* [What is required] Can you print every row below again, word for word, with nothing changed?
# START OF Provided data
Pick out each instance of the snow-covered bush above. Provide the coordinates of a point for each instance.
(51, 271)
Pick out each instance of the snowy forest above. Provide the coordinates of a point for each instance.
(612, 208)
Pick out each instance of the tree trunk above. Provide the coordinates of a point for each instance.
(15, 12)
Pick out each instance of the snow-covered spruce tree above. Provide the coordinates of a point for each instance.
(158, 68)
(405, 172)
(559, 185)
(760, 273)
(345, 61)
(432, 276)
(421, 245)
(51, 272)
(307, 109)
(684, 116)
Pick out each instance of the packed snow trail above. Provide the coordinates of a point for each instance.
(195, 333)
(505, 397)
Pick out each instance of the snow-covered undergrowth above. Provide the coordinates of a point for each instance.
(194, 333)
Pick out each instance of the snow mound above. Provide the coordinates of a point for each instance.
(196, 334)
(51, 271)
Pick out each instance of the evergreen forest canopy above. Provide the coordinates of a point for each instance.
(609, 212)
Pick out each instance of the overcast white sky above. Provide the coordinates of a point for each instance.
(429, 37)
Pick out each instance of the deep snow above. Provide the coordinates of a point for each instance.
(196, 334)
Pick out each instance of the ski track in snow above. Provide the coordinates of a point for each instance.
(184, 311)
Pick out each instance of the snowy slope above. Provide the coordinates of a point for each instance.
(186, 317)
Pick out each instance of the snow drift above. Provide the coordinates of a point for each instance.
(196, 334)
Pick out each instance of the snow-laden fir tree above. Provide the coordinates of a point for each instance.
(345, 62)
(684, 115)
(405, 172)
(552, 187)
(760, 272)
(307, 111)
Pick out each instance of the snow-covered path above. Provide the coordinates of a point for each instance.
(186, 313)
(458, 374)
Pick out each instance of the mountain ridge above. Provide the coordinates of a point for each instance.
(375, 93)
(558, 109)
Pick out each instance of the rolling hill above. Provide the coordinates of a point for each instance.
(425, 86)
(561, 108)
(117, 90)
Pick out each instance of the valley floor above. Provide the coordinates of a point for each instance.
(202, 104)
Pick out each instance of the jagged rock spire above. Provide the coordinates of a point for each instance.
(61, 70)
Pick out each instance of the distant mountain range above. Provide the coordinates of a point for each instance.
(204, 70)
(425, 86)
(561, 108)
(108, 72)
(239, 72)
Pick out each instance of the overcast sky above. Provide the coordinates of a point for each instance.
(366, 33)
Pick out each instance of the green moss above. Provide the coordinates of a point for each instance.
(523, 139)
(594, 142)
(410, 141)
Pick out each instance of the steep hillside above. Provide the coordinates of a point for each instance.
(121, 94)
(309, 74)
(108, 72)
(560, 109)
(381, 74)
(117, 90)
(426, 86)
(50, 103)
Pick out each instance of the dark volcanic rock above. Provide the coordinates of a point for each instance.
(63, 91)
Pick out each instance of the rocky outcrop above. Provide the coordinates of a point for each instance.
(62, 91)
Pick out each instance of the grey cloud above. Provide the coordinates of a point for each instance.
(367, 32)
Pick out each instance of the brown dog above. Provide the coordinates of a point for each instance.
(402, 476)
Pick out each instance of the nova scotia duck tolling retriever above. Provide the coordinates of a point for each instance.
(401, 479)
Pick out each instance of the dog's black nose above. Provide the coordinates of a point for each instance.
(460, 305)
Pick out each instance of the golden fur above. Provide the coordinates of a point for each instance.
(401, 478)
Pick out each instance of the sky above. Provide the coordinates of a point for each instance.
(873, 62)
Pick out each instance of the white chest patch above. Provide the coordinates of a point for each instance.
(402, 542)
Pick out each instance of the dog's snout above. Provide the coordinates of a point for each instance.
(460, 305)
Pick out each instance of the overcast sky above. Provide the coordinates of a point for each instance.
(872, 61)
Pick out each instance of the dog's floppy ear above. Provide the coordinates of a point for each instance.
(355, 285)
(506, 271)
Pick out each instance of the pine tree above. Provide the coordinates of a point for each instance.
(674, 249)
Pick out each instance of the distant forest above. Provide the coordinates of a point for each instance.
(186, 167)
# END OF Provided data
* [Solved problem]
Pick out each instance of the snow-covered bush above. Provide the coordinates of a point for each instance.
(51, 271)
Pick out each instance of the snowy forest above. Provide the coordinates of a point for each instance.
(612, 208)
Pick out each instance of the tree trunk above. Provide the coordinates of a point for each instance.
(15, 12)
Pick out each instance of the snow-covered spruce tree above. Provide the coordinates of a point for each instance.
(158, 68)
(405, 172)
(559, 185)
(760, 273)
(345, 61)
(432, 276)
(421, 245)
(51, 272)
(307, 109)
(684, 116)
Pick out each instance of the packed snow trail above. Provide the coordinates of a point for each instance.
(195, 333)
(505, 397)
Pick out each instance of the snow-covered undergrowth above. Provide the coordinates of a point for each instance.
(194, 333)
Pick out each instance of the snow mound above. Provide the coordinates of a point for each instance.
(196, 334)
(51, 271)
Pick out each instance of the evergreen forest canopy above. Provide the coordinates of a point for each instance.
(609, 212)
Pick out each instance of the overcast white sky above. Provide the coordinates of a point for each instance.
(429, 37)
Pick out each instance of the deep snow above. Provide the coordinates of a point for each instance.
(196, 334)
Pick out each instance of the ski track in snow above. Provide the coordinates of a point for each instance.
(184, 311)
Pick out each instance of the snowy slope above. Provide the coordinates of a point for each instance.
(186, 317)
Pick out each instance of the snow drift above. Provide the coordinates of a point for each instance.
(196, 334)
Pick out each instance of the snow-laden fir tree above. Provide the coordinates of a point for each instance.
(345, 62)
(684, 115)
(405, 172)
(552, 187)
(760, 272)
(307, 111)
Pick out each instance of the snow-covered path above. Provide the coordinates of a point for each instance.
(186, 313)
(458, 374)
Pick out each instance of the mountain ridge above. Provide the coordinates of a point for each instance.
(375, 93)
(558, 109)
Pick out each instance of the rolling hill above. Provide the coordinates of a point for each instance.
(425, 86)
(561, 108)
(117, 90)
Pick out each instance of the valley floor above. Provide the coordinates of a point for each instance.
(202, 104)
Pick out each instance of the jagged rock spire above. Provide the coordinates of a point for each instance.
(61, 70)
Pick out each instance of the distant mountain range above. Provide the coordinates of a point for each instance.
(204, 70)
(425, 86)
(561, 108)
(108, 72)
(239, 72)
Pick out each instance of the overcast sky above. Provide the coordinates of a point for each instance.
(366, 33)
Pick out each instance of the green moss above. Provide the coordinates of a point for each instance.
(523, 139)
(594, 142)
(410, 141)
Pick out each instance of the steep hillside above. Provide the coordinates of a point for each instance.
(121, 94)
(309, 74)
(108, 72)
(560, 109)
(381, 74)
(117, 90)
(426, 86)
(50, 103)
Pick out each instance of the dark volcanic rock above. Provide the coordinates of a point for each instance.
(63, 91)
Pick out each instance of the rocky outcrop above. Provide the coordinates of a point for each instance.
(62, 91)
Pick out each instance of the grey cloud above. Provide the coordinates of a point for each instance.
(367, 32)
Pick out each instance of the brown dog above. Provide the coordinates of a point for each instance.
(402, 476)
Pick out each instance of the nova scotia duck tolling retriever above. Provide the coordinates of a point for each instance.
(401, 479)
Pick out each instance of the dog's black nose above. Provide the coordinates of a point for each instance.
(460, 305)
Pick out each instance of the golden fur above. Provide the coordinates of a point for each instance.
(401, 478)
Pick out each instance of the sky above. Provide the coordinates of a point for each instance.
(873, 62)
Pick out each instance of the white chest patch above. Provide the coordinates of a point for each instance.
(402, 542)
Pick out each instance of the dog's snout above. Provide the coordinates of a point for each instance.
(460, 305)
Pick out each instance of the overcast sky above. Provide the coordinates of a point for each instance.
(872, 61)
Pick out each instance of the dog's floppy ear above. Provide the coordinates of a point for each instance.
(355, 285)
(506, 271)
Pick out each instance of the pine tree above. Provide the coordinates of a point for each instance.
(674, 249)
Pick out each instance of the distant forest above. Provide the coordinates of a point for each instance.
(186, 167)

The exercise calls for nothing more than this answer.